# Texte à lire
★ ★ ★ ★

Et alors, Kautsky et Cie ont « réalisé » la socialisation ! Il y eut une commission de socialisation toute spéciale. Elle ne précipita pas les choses, cette commission, car il n’était pas question, n’est-ce pas, d’imiter les méthodes bolchévistes ! Cette commission commença par « choisir les objets ». Et comment !

Kautsky siégea si longtemps et si souvent à cette commission que les vers sur le fameux académicien de Pouchkine, le prince Doundouk, reviennent involontairement à la mémoire :

«  A l’Académie des savants,

Siège, en tout honneur, le prince Doundouk.

On dit qu’un tel honneur

Ne revient légitimement pas à Doundouk.

On se demande donc pourquoi il est là.

Eh bien, simplement, parce qu’il est ! »

D’ailleurs, pour notre héros, cet « honneur » lui revient très légitimement !

Le résultat positif de l’œuvre créatrice de la commission fut la parution de tout un tas d’ouvrages sur la question. Tous les « objets » furent choisis. On fixa avec précision les conditions légales, les délais de la « socialisation », l’ordre dans lequel devaient être prises les mesures « conformes à la loi », et juridiques et économiques, à employer par « le législateur ». (Le lecteur se souvient sans doute du noble style dans lequel s’exprime l’ex-ministre Kautsky.)

En un mot, tout était ordonné, comme sur un échiquier : « Première colonne, marche ! Deuxième colonne, marche ! »

Il est vrai que, dans le développement de la production, cela n’a pas provoqué de troubles exagérés ! Ce fut même le contraire : il fallut, sur l’ancienne base solide du capitalisme, éditer un certain nombre de livres et d’opuscules (car le travail de la commission fut - ne l’oublions pas ! - extrêmement productif !)

★ ★ ★ ★

# Contenu des données
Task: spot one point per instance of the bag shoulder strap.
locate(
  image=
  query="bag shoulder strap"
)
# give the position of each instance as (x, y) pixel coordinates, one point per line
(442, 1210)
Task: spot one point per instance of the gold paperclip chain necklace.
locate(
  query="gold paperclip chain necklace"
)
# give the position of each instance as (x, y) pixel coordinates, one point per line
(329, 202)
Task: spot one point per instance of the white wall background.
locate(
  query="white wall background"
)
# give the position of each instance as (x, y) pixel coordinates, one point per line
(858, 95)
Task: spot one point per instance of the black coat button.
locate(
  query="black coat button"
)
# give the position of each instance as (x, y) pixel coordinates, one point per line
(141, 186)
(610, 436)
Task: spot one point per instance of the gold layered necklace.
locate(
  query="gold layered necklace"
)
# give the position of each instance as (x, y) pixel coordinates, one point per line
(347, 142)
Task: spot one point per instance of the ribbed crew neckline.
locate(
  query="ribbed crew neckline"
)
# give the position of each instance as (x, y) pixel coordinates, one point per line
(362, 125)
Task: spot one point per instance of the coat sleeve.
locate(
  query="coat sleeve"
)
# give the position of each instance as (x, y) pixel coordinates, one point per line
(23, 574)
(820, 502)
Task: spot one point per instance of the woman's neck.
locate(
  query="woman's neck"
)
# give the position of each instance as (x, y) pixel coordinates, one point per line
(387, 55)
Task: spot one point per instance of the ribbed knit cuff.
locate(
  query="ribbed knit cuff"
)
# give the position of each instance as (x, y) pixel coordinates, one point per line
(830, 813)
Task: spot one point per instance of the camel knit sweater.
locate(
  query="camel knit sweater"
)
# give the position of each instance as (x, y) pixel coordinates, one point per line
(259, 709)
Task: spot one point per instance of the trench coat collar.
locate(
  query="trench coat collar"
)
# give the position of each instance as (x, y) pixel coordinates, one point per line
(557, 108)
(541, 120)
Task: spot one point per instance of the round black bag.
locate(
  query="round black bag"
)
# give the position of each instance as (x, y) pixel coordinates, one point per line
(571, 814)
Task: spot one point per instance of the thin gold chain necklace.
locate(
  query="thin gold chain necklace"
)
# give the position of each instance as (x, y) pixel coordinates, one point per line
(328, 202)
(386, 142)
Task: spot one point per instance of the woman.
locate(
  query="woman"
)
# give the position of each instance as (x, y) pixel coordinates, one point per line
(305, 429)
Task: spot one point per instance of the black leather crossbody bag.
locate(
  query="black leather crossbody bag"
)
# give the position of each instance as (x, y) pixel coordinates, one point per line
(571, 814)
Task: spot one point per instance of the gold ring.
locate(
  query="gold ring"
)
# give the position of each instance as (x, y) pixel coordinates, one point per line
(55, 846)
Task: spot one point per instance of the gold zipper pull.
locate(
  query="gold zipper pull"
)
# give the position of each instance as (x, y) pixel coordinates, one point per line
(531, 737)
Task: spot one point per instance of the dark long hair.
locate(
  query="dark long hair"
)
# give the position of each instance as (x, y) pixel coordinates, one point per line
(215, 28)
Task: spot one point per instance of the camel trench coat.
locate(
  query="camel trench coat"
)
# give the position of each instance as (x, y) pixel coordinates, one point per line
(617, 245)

★ ★ ★ ★

# Tâche A
Reproduisez mot pour mot et en entier le texte sur Kautsky et la commission de socialisation.
# Tâche B
Reprenez les lignes des enregistrements, de celle qui contient "Task: spot one point per instance of the dark" jusqu'à la dernière des enregistrements, toutes deux incluses, instructions comprises, en ajoutant 117 à chaque coordonnée x et y des réponses.
Le texte et les enregistrements sont deux documents indépendants l'un de l'autre.

# Réponse rédigée A
Et alors, Kautsky et Cie ont « réalisé » la socialisation ! Il y eut une commission de socialisation toute spéciale. Elle ne précipita pas les choses, cette commission, car il n’était pas question, n’est-ce pas, d’imiter les méthodes bolchévistes ! Cette commission commença par « choisir les objets ». Et comment !

Kautsky siégea si longtemps et si souvent à cette commission que les vers sur le fameux académicien de Pouchkine, le prince Doundouk, reviennent involontairement à la mémoire :

«  A l’Académie des savants,

Siège, en tout honneur, le prince Doundouk.

On dit qu’un tel honneur

Ne revient légitimement pas à Doundouk.

On se demande donc pourquoi il est là.

Eh bien, simplement, parce qu’il est ! »

D’ailleurs, pour notre héros, cet « honneur » lui revient très légitimement !

Le résultat positif de l’œuvre créatrice de la commission fut la parution de tout un tas d’ouvrages sur la question. Tous les « objets » furent choisis. On fixa avec précision les conditions légales, les délais de la « socialisation », l’ordre dans lequel devaient être prises les mesures « conformes à la loi », et juridiques et économiques, à employer par « le législateur ». (Le lecteur se souvient sans doute du noble style dans lequel s’exprime l’ex-ministre Kautsky.)

En un mot, tout était ordonné, comme sur un échiquier : « Première colonne, marche ! Deuxième colonne, marche ! »

Il est vrai que, dans le développement de la production, cela n’a pas provoqué de troubles exagérés ! Ce fut même le contraire : il fallut, sur l’ancienne base solide du capitalisme, éditer un certain nombre de livres et d’opuscules (car le travail de la commission fut - ne l’oublions pas ! - extrêmement productif !)

# Réponse rédigée B
Task: spot one point per instance of the dark long hair.
locate(
  query="dark long hair"
)
# give the position of each instance as (x, y) pixel coordinates, one point per line
(332, 145)
Task: spot one point per instance of the camel trench coat.
locate(
  query="camel trench coat"
)
# give the position of each instance as (x, y) pixel coordinates, one point per line
(734, 362)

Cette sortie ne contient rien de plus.